[[ DATA, beginning ]]
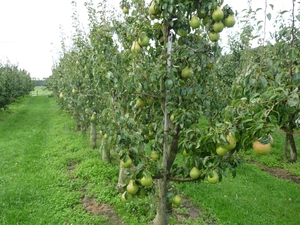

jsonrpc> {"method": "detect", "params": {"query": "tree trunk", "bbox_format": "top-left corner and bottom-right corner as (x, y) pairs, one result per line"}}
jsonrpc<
(167, 125), (180, 171)
(81, 124), (87, 134)
(76, 121), (82, 131)
(284, 130), (297, 162)
(98, 135), (111, 162)
(75, 111), (82, 131)
(102, 146), (111, 162)
(89, 122), (97, 149)
(288, 132), (297, 162)
(116, 167), (127, 193)
(286, 2), (297, 163)
(284, 132), (288, 161)
(153, 30), (173, 225)
(153, 179), (171, 225)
[[ DATA, end ]]
Please output all of the data exactly as given, omitting any images it holds.

jsonrpc> {"method": "detect", "params": {"query": "tree trunk", "bbox_format": "top-left corner and bottom-right corner as (x, y) pairs, one result per line"}}
jsonrpc<
(167, 125), (180, 171)
(81, 124), (87, 134)
(76, 121), (82, 131)
(284, 130), (297, 162)
(98, 135), (111, 162)
(75, 111), (82, 131)
(102, 146), (111, 162)
(89, 122), (97, 149)
(288, 132), (297, 162)
(116, 167), (127, 193)
(286, 2), (297, 163)
(284, 132), (288, 161)
(153, 30), (173, 225)
(153, 179), (171, 225)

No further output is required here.